═══ Provided entries
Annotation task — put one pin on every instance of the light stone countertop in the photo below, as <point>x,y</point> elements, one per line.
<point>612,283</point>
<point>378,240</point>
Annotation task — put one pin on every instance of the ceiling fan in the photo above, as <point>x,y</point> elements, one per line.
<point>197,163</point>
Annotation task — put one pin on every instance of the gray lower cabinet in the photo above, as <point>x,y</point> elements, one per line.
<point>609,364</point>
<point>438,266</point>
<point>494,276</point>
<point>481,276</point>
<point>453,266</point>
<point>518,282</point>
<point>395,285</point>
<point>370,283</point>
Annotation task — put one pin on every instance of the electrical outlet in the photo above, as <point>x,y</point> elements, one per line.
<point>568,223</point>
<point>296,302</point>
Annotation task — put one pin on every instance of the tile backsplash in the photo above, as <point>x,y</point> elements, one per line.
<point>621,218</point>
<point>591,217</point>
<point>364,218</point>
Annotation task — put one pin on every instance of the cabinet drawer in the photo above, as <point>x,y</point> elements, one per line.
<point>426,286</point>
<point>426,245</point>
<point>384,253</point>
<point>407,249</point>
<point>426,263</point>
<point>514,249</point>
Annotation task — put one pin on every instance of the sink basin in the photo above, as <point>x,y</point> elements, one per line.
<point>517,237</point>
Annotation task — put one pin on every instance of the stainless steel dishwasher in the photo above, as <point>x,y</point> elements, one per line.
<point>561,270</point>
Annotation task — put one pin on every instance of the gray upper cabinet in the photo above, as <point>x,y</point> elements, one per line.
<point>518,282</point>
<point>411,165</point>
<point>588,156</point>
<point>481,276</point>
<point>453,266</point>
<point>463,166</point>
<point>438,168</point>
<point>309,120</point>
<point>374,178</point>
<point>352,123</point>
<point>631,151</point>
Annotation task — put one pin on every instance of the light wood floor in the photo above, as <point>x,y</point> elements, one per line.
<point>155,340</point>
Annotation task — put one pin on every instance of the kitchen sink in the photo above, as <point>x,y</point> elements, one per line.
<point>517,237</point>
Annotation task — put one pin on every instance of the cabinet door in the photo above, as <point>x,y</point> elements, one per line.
══════
> [Exercise directions] All of the entries above need to be set down again exactly.

> [Answer]
Annotation task — put one pin on every instance of the light stone countertop in the photo below, as <point>x,y</point> elements, one per line.
<point>612,283</point>
<point>378,240</point>
Annotation task — put one pin on every instance of the ceiling fan in the photo above, as <point>x,y</point> elements, one per line.
<point>197,163</point>
Annotation task — put one pin on every instance of the gray lower cabinet in the photo above, as <point>x,y</point> elements, one per line.
<point>609,364</point>
<point>438,266</point>
<point>494,276</point>
<point>481,276</point>
<point>453,266</point>
<point>518,282</point>
<point>395,285</point>
<point>370,283</point>
Annotation task — put one pin on every instance of the electrical outlet in the photo above, as <point>x,y</point> elements, one per line.
<point>568,223</point>
<point>296,302</point>
Annotation task — put one pin on every instance of the tile backsplash in the photo above, as <point>x,y</point> elements, one per line.
<point>621,218</point>
<point>591,217</point>
<point>364,218</point>
Annotation task — put one pin on every instance of the cabinet drawer in the photo above, as <point>x,y</point> elements, one per line.
<point>426,286</point>
<point>426,245</point>
<point>384,253</point>
<point>407,249</point>
<point>426,263</point>
<point>514,249</point>
Annotation task — put one pin on every instance of the sink basin in the photo above, as <point>x,y</point> elements, one per line.
<point>517,237</point>
Annotation task — put one pin on every instance of the stainless steel dishwasher in the photo above, as <point>x,y</point> elements, one per line.
<point>561,270</point>
Annotation task — put one pin on every instance of the gray upper cabinet in the photo above, as <point>x,y</point> elements, one per line.
<point>518,282</point>
<point>411,165</point>
<point>588,156</point>
<point>481,276</point>
<point>453,266</point>
<point>463,166</point>
<point>438,168</point>
<point>309,120</point>
<point>374,178</point>
<point>352,123</point>
<point>631,151</point>
Annotation task — put one pin on every instance of the light wood floor in the photo above, as <point>x,y</point> elements, one per line.
<point>155,340</point>
Annotation task — put one pin on every instance of the kitchen sink in the photo above, as <point>x,y</point> elements, one per line.
<point>517,237</point>
Annotation task — put one pin on every instance of the cabinet door in the photo above, as <point>x,y</point> elements, one per line.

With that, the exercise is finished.